▶ [EXERCISE PROMPT]
In the entries below, begin at the line that has "[point] every instance of the dinghy" and stop after the line that has "Target: baby's eye"; output those lines exactly, leaving out pictures.

(DATA FOR THIS EXERCISE)

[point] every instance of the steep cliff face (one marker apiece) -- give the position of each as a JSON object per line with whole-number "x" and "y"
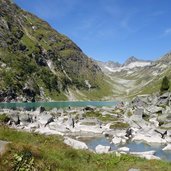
{"x": 38, "y": 61}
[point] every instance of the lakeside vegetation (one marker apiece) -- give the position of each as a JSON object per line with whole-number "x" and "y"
{"x": 30, "y": 151}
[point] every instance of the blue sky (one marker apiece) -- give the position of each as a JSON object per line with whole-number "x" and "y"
{"x": 110, "y": 29}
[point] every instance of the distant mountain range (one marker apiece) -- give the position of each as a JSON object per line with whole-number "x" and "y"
{"x": 39, "y": 63}
{"x": 136, "y": 76}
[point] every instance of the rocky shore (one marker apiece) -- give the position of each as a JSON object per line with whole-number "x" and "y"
{"x": 145, "y": 119}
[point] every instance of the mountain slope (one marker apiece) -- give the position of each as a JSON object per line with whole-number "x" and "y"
{"x": 137, "y": 77}
{"x": 38, "y": 62}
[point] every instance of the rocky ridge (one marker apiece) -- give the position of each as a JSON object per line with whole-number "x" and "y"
{"x": 39, "y": 63}
{"x": 137, "y": 76}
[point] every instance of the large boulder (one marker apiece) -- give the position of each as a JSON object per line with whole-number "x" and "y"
{"x": 75, "y": 143}
{"x": 102, "y": 149}
{"x": 154, "y": 109}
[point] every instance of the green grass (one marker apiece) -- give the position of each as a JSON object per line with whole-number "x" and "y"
{"x": 39, "y": 152}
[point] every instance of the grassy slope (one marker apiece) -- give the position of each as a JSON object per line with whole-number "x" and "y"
{"x": 50, "y": 153}
{"x": 44, "y": 43}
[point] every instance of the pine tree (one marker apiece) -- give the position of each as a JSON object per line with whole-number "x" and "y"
{"x": 165, "y": 84}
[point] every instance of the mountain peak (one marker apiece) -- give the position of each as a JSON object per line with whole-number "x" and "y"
{"x": 130, "y": 60}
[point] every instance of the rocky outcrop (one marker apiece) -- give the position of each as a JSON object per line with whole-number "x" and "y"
{"x": 32, "y": 52}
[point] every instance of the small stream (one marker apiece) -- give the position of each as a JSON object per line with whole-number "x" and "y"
{"x": 133, "y": 146}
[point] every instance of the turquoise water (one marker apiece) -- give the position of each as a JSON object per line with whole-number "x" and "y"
{"x": 133, "y": 146}
{"x": 60, "y": 104}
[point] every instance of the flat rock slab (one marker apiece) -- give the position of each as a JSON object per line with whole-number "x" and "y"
{"x": 2, "y": 146}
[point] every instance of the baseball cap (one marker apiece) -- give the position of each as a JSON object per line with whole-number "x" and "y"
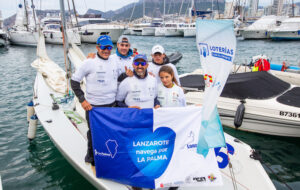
{"x": 104, "y": 40}
{"x": 158, "y": 49}
{"x": 140, "y": 56}
{"x": 123, "y": 39}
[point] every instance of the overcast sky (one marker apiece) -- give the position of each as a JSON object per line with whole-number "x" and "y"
{"x": 9, "y": 7}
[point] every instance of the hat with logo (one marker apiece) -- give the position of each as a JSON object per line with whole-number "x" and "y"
{"x": 158, "y": 49}
{"x": 123, "y": 39}
{"x": 104, "y": 40}
{"x": 140, "y": 56}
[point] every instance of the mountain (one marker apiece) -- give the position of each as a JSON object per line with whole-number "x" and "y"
{"x": 153, "y": 8}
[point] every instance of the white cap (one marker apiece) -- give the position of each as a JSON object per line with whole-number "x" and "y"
{"x": 158, "y": 49}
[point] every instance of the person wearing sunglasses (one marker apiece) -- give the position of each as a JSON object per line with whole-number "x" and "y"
{"x": 139, "y": 91}
{"x": 123, "y": 56}
{"x": 159, "y": 59}
{"x": 101, "y": 74}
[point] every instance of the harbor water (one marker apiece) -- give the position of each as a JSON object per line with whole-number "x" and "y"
{"x": 39, "y": 165}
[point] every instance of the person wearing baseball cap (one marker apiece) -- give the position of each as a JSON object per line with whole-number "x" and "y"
{"x": 101, "y": 74}
{"x": 139, "y": 91}
{"x": 159, "y": 59}
{"x": 123, "y": 56}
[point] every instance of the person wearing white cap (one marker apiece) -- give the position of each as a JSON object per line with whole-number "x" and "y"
{"x": 123, "y": 56}
{"x": 159, "y": 59}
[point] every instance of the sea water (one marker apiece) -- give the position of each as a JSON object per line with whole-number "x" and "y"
{"x": 39, "y": 165}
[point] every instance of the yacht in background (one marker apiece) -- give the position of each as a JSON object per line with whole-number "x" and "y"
{"x": 288, "y": 30}
{"x": 189, "y": 30}
{"x": 24, "y": 32}
{"x": 259, "y": 29}
{"x": 150, "y": 31}
{"x": 3, "y": 35}
{"x": 53, "y": 35}
{"x": 174, "y": 29}
{"x": 91, "y": 28}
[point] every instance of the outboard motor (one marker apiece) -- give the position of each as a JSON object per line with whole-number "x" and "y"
{"x": 239, "y": 114}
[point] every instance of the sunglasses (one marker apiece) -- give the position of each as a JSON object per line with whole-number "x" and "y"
{"x": 140, "y": 63}
{"x": 105, "y": 47}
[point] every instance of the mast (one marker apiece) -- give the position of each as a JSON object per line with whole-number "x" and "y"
{"x": 70, "y": 15}
{"x": 143, "y": 8}
{"x": 26, "y": 15}
{"x": 75, "y": 13}
{"x": 65, "y": 43}
{"x": 33, "y": 12}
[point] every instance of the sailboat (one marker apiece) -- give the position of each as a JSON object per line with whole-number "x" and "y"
{"x": 3, "y": 34}
{"x": 62, "y": 117}
{"x": 24, "y": 32}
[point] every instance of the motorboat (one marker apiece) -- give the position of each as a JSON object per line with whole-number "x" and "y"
{"x": 62, "y": 117}
{"x": 288, "y": 30}
{"x": 91, "y": 28}
{"x": 53, "y": 34}
{"x": 252, "y": 101}
{"x": 259, "y": 29}
{"x": 67, "y": 122}
{"x": 174, "y": 29}
{"x": 137, "y": 29}
{"x": 24, "y": 32}
{"x": 150, "y": 31}
{"x": 289, "y": 74}
{"x": 160, "y": 31}
{"x": 189, "y": 30}
{"x": 173, "y": 57}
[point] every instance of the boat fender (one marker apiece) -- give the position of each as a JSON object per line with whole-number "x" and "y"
{"x": 32, "y": 127}
{"x": 30, "y": 110}
{"x": 239, "y": 115}
{"x": 55, "y": 106}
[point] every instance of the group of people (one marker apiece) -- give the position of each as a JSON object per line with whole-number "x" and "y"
{"x": 126, "y": 80}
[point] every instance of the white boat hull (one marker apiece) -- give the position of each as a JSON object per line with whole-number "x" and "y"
{"x": 160, "y": 31}
{"x": 91, "y": 34}
{"x": 285, "y": 35}
{"x": 150, "y": 31}
{"x": 255, "y": 34}
{"x": 71, "y": 141}
{"x": 189, "y": 32}
{"x": 136, "y": 32}
{"x": 24, "y": 38}
{"x": 56, "y": 37}
{"x": 173, "y": 32}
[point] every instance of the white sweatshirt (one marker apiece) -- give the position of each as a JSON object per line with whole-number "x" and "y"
{"x": 138, "y": 92}
{"x": 122, "y": 62}
{"x": 171, "y": 97}
{"x": 154, "y": 68}
{"x": 101, "y": 80}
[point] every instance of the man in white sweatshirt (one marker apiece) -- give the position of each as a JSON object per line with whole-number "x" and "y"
{"x": 139, "y": 91}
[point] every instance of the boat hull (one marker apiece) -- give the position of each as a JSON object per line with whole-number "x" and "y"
{"x": 24, "y": 38}
{"x": 261, "y": 116}
{"x": 90, "y": 35}
{"x": 148, "y": 31}
{"x": 255, "y": 34}
{"x": 160, "y": 31}
{"x": 189, "y": 32}
{"x": 285, "y": 35}
{"x": 173, "y": 32}
{"x": 56, "y": 37}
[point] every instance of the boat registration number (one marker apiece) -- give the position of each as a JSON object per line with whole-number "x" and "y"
{"x": 289, "y": 114}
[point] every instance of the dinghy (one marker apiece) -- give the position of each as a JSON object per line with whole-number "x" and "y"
{"x": 252, "y": 101}
{"x": 62, "y": 117}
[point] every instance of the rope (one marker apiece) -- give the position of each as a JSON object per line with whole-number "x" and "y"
{"x": 231, "y": 172}
{"x": 256, "y": 156}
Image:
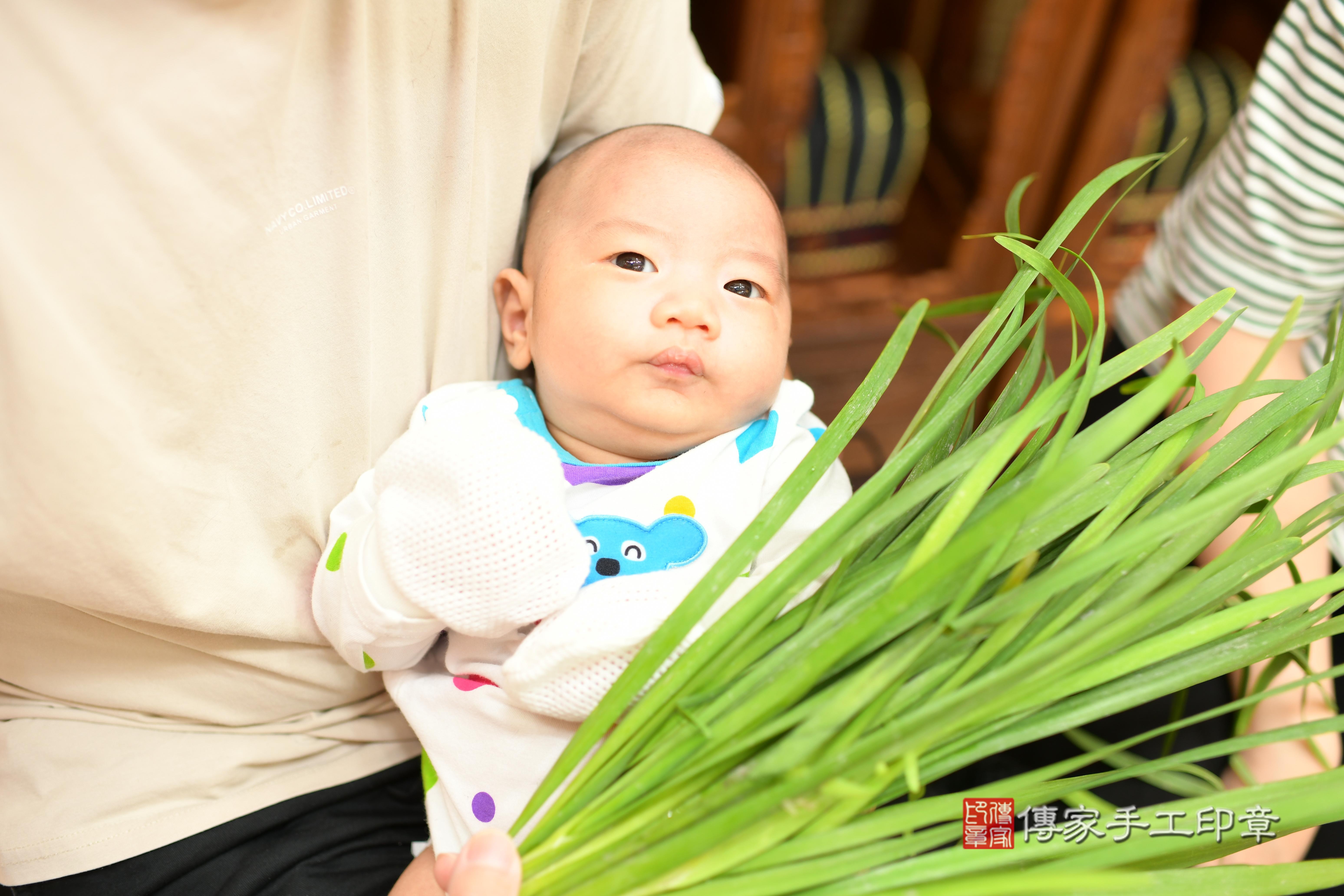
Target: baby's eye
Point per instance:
(636, 262)
(744, 288)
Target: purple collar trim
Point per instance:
(613, 475)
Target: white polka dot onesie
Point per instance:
(501, 585)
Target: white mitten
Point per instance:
(472, 526)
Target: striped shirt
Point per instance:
(1265, 214)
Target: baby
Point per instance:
(552, 530)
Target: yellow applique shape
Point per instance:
(681, 504)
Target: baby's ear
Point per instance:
(514, 301)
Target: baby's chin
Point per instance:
(659, 433)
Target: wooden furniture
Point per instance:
(1074, 84)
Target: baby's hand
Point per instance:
(472, 526)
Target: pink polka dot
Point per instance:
(472, 683)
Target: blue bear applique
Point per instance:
(624, 547)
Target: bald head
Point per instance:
(562, 191)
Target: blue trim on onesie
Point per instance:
(757, 437)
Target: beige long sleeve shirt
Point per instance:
(237, 244)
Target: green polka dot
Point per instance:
(428, 776)
(334, 558)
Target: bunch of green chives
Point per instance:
(996, 582)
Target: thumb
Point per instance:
(487, 867)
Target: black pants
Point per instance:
(353, 840)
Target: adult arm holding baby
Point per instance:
(550, 529)
(255, 237)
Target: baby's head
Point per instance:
(654, 300)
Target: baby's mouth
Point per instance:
(678, 362)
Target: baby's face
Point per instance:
(659, 310)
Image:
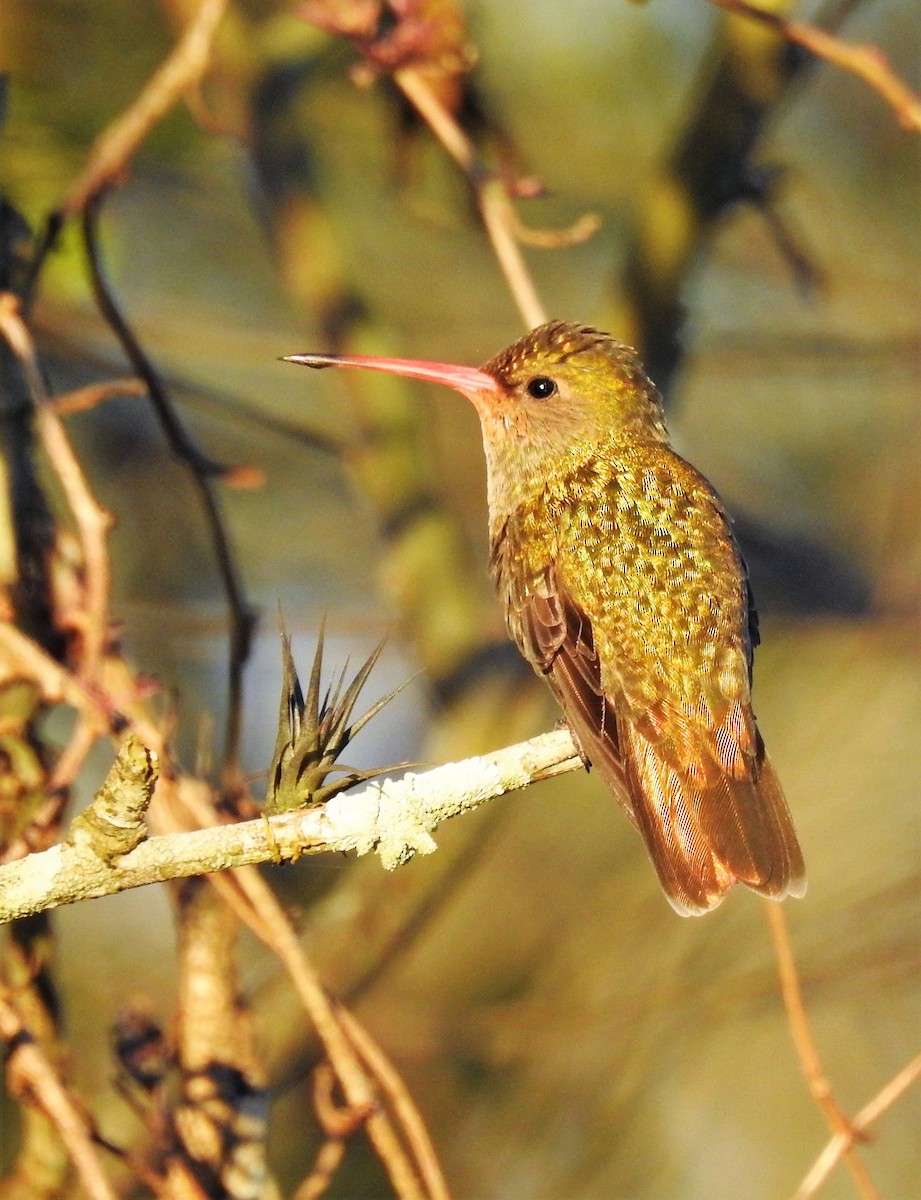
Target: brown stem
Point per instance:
(807, 1051)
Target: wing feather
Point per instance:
(702, 792)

(End DATA FOR THIS EXERCISE)

▶ [WRITTEN ANSWER]
[point] every instance of the dinghy (one marker apiece) -- give the position of each as a JSON object per line with whole-number "x" and "y"
{"x": 252, "y": 101}
{"x": 62, "y": 117}
[point] every instance of the rope (one marker apiece) -- give the position of each as a JSON object per line with whole-number "x" and "y"
{"x": 231, "y": 172}
{"x": 256, "y": 156}
Image:
Target: baby's eye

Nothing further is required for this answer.